YOUR TASK:
Filter the records below and copy out each line that contains the string "black".

DATA FOR THE TASK:

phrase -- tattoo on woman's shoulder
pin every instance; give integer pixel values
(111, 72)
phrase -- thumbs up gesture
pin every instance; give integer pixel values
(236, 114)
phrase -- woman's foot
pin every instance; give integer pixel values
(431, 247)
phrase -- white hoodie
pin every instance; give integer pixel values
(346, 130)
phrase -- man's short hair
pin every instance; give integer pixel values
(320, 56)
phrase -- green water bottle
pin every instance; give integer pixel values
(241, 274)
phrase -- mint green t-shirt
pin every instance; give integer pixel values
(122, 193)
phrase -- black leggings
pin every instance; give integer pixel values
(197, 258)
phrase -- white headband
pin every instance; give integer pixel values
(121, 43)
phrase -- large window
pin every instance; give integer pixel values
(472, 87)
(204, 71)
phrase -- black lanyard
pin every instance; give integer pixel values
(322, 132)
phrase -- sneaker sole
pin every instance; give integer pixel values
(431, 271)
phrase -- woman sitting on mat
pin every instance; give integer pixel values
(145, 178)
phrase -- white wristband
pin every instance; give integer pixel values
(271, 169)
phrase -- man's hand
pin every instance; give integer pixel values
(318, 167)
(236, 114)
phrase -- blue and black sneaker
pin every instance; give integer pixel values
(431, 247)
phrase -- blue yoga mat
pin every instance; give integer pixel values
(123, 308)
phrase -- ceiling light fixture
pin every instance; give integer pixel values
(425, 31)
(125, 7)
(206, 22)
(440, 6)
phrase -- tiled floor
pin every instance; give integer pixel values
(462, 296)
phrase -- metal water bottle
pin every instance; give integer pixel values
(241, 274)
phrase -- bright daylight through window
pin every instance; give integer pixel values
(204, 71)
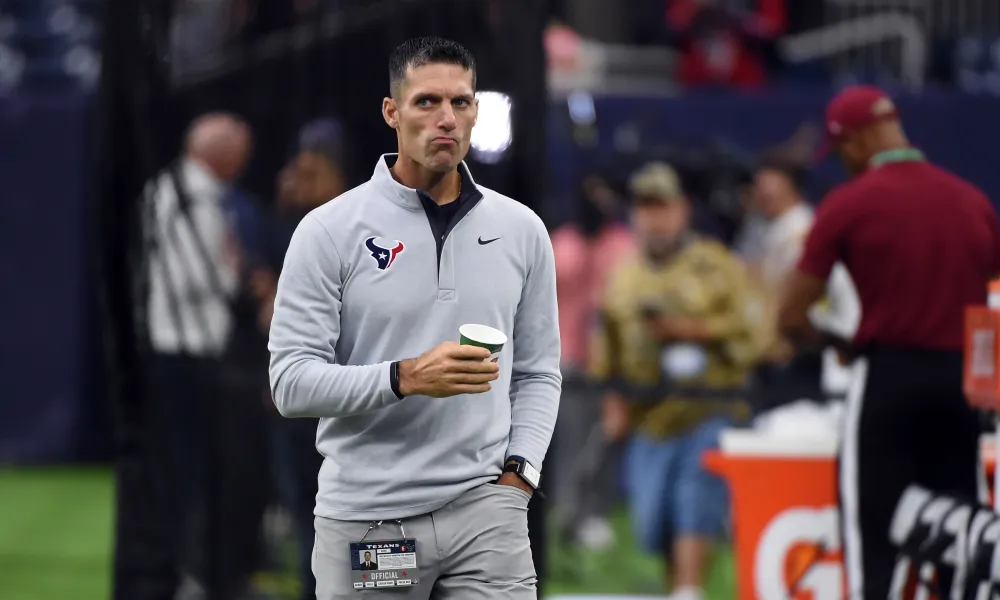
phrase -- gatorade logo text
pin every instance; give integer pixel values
(799, 557)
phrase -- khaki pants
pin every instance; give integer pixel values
(474, 547)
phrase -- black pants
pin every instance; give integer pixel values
(906, 422)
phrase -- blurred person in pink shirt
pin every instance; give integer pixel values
(585, 251)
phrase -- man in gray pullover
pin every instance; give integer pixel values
(438, 453)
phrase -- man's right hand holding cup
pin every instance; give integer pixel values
(447, 370)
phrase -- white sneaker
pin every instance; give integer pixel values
(687, 593)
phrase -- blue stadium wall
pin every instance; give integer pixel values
(52, 406)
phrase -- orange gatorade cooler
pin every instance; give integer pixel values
(784, 502)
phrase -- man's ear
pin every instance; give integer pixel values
(390, 112)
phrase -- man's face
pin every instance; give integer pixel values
(434, 115)
(853, 152)
(317, 181)
(234, 160)
(660, 225)
(770, 187)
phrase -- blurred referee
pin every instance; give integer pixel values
(920, 244)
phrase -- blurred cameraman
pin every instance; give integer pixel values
(675, 349)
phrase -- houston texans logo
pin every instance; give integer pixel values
(383, 256)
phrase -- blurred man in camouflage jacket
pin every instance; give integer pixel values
(675, 350)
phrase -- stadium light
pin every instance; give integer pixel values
(492, 134)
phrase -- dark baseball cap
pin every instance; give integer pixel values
(853, 109)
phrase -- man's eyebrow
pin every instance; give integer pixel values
(427, 96)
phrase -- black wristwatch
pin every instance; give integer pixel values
(394, 379)
(524, 469)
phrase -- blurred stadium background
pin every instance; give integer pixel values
(95, 96)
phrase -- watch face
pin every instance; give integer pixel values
(531, 474)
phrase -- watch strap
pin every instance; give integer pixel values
(394, 379)
(524, 469)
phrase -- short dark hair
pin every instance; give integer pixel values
(417, 52)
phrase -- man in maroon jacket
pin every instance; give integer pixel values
(920, 244)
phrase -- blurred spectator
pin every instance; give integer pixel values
(675, 350)
(721, 40)
(782, 376)
(785, 376)
(194, 262)
(313, 177)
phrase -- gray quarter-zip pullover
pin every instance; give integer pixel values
(368, 280)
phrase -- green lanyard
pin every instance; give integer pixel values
(896, 155)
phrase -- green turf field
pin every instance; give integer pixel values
(55, 544)
(55, 533)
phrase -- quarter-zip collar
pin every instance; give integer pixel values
(409, 198)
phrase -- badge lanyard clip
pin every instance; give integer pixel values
(376, 524)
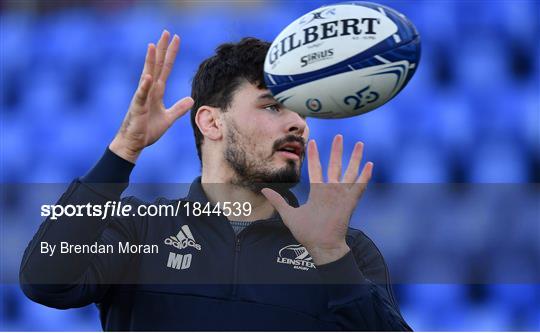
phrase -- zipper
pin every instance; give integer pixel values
(236, 255)
(237, 246)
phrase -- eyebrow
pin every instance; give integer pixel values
(266, 96)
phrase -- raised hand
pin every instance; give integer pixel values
(321, 223)
(147, 118)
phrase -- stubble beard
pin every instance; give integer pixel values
(254, 174)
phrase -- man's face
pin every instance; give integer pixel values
(265, 142)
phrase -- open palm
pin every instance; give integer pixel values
(321, 223)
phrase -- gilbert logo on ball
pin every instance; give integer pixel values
(342, 60)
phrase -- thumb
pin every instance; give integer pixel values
(180, 108)
(276, 200)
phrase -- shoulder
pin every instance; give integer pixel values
(368, 256)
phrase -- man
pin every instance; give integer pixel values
(277, 266)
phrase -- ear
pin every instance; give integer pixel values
(209, 122)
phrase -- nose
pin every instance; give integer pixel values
(295, 123)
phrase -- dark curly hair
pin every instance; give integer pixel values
(219, 76)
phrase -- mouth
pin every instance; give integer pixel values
(291, 150)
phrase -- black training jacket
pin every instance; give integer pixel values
(204, 277)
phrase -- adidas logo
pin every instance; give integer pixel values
(183, 239)
(295, 255)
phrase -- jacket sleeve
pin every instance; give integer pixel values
(66, 280)
(360, 296)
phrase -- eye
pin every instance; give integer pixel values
(272, 107)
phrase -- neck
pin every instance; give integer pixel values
(218, 186)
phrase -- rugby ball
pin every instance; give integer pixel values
(342, 60)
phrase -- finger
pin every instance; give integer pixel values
(170, 56)
(336, 155)
(149, 61)
(179, 108)
(161, 50)
(141, 95)
(314, 163)
(363, 179)
(354, 164)
(276, 200)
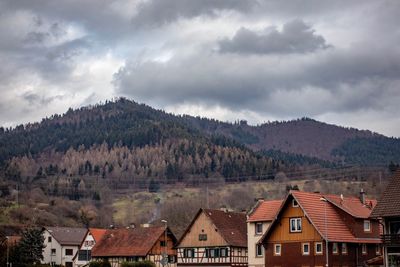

TASK ANSWER:
phrase -- black leggings
phrase -- black lanyard
phrase -- blue and black sneaker
phrase -- black pants
phrase -- black wristwatch
phrase -- black training jacket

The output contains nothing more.